- **Set task 1**
Answer these from the replay text, one line each:
(a) For how many days did E-002's parent survive, and with what status?
(b) Across E-001 and E-002, how many children were born and how many were retired within the replay windows?
(c) Which family does the text call structurally noisier?
- **Set task 2**
Sum up the replay text in two sentences.

That same pattern showed up across both families. In a forward-correctness overlay, the initial T0 expectations of both major families held up much better than the narrower derived children. E-001’s parent survived 60 days with weakening status but stayed alive. E-002’s parent survived 60 days as active and never weakened materially. The broadest framings the system formed from the full field were the most stable objects in the whole replay.
The narrower children fared much worse. Across E-001 and E-002, nine children were born and seven were retired within the replay windows. That matches the earlier candidate backtests: the system is good at seeing structural differences, but many of the narrower splits it can name do not remain durable for long. The replay makes that visible in a cleaner way than the question graph ever did. The parent holds the thread; the children are attempts at refinement, and most of those refinements fail.
The two families behave differently
Comparing the two parent expectations side by side shows that the hardware/software family is structurally noisier than the divergence-cluster family. The parent for E-002 spent more days stable, fewer days weakened, and survived the full window without ever materially weakening.
This is the kind of structural difference the replay can show that the daily briefing cannot. The two families look superficially similar on any given day, but their trajectories are markedly different. E-001 is an expectation whose underlying field legitimately changes a lot — it splits often, weakens often, recovers often. E-002 is more cohesive.

- **Supplied material**
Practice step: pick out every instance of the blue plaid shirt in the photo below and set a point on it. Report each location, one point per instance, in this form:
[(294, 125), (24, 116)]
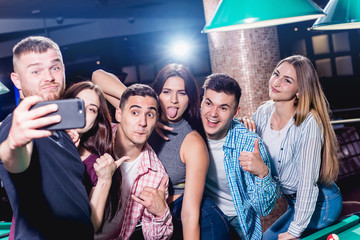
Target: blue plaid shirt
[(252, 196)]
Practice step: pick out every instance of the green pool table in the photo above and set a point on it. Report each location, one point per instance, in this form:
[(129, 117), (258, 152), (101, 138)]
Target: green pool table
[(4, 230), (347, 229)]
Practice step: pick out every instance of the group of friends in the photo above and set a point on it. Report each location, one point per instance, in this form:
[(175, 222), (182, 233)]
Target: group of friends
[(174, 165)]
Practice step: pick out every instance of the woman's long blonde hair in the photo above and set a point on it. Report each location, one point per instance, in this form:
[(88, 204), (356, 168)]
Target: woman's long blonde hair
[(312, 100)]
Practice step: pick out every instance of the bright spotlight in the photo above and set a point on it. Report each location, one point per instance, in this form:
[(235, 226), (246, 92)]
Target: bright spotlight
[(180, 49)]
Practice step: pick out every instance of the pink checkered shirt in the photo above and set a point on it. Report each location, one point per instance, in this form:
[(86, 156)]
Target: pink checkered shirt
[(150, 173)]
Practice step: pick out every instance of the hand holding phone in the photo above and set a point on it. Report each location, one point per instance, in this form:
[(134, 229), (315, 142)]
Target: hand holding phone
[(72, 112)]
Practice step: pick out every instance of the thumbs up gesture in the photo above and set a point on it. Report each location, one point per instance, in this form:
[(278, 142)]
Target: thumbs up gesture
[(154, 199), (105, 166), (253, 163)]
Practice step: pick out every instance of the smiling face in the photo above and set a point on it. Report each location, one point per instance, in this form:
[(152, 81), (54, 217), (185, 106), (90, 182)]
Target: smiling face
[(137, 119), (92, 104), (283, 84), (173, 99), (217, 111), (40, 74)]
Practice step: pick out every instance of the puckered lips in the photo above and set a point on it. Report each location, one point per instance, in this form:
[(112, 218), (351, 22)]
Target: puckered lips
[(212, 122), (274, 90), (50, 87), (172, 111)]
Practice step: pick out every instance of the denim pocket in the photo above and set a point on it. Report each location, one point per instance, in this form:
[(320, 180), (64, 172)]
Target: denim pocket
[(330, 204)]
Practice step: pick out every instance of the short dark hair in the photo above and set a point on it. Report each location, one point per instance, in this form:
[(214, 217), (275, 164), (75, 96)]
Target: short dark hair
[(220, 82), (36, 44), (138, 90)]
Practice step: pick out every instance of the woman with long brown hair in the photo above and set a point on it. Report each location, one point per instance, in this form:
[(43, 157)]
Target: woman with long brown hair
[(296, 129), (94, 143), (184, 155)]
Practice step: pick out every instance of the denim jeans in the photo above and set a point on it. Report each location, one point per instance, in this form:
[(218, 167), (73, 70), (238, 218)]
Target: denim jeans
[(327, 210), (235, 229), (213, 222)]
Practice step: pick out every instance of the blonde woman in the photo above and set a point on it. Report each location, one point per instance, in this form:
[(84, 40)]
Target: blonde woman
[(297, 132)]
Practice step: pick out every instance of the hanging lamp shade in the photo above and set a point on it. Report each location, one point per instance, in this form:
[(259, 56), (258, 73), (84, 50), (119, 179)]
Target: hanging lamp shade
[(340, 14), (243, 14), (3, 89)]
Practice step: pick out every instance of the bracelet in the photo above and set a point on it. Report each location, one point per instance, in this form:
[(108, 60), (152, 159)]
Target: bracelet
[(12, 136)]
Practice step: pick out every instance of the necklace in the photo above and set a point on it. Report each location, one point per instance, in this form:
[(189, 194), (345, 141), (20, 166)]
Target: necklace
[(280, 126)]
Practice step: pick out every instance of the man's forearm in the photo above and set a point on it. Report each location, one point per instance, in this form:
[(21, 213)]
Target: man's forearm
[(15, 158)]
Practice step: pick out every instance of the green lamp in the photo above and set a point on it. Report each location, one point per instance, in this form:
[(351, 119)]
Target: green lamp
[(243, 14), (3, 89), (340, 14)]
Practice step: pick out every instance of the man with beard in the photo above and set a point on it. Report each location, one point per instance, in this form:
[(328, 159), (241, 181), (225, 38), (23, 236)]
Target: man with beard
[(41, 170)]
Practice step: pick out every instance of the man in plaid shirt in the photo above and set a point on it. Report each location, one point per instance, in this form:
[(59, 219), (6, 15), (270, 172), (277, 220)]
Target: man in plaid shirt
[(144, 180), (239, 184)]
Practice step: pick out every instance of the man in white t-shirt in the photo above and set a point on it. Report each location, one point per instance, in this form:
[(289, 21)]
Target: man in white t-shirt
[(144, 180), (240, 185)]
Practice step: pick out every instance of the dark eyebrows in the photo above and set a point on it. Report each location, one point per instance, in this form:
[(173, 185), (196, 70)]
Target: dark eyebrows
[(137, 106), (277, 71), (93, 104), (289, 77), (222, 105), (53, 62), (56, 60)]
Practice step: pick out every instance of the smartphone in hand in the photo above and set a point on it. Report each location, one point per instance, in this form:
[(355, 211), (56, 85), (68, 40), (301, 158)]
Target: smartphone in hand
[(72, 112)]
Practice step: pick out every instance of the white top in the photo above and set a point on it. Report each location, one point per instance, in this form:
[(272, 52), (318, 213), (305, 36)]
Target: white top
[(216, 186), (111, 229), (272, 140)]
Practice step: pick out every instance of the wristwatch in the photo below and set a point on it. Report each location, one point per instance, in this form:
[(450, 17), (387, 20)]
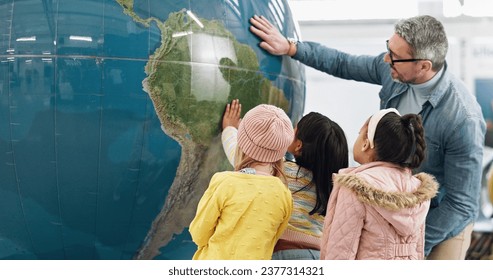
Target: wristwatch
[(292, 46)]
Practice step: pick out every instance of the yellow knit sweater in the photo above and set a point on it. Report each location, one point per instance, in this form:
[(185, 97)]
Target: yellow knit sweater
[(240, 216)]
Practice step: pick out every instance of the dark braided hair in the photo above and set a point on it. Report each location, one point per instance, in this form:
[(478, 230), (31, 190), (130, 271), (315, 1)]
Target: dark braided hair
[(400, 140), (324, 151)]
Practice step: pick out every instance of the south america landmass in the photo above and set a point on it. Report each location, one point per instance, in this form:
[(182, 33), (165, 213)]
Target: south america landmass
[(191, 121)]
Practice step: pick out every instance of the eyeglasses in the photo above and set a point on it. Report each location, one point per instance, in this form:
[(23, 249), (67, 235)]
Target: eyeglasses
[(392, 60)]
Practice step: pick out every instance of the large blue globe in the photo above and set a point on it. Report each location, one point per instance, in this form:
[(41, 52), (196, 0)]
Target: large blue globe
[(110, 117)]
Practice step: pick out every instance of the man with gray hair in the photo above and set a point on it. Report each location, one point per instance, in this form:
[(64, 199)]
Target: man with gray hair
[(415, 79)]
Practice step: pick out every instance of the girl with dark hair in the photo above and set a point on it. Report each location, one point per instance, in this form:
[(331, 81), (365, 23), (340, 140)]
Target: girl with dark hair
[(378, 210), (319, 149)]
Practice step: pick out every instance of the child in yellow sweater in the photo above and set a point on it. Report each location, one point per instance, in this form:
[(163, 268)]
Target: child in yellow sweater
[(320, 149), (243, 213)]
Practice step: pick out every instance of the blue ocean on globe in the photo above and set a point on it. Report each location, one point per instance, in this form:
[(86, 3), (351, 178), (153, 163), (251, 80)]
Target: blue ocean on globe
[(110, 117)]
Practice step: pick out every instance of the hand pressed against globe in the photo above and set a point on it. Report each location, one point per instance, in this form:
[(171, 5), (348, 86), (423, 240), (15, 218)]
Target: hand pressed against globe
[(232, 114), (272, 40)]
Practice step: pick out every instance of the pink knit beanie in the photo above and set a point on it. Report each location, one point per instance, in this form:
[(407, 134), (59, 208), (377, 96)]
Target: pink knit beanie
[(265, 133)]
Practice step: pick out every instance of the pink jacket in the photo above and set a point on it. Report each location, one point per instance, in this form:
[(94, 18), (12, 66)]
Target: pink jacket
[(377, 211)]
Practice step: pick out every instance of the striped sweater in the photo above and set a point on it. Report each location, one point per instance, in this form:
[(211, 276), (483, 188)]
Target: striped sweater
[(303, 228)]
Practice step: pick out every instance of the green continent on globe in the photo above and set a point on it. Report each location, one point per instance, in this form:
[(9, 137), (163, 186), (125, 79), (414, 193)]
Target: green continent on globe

- **Solution 1**
(a) 60 days, as active.
(b) Nine were born and seven were retired.
(c) The hardware/software family.

- **Solution 2**
In the replay, the broad parent expectations of both E-001 and E-002 survived 60 days and proved far more stable than their narrower children, of which nine were born and seven retired. The replay also shows that the two families behave differently: E-001 splits, weakens and recovers often, while E-002 is more cohesive and never weakened materially.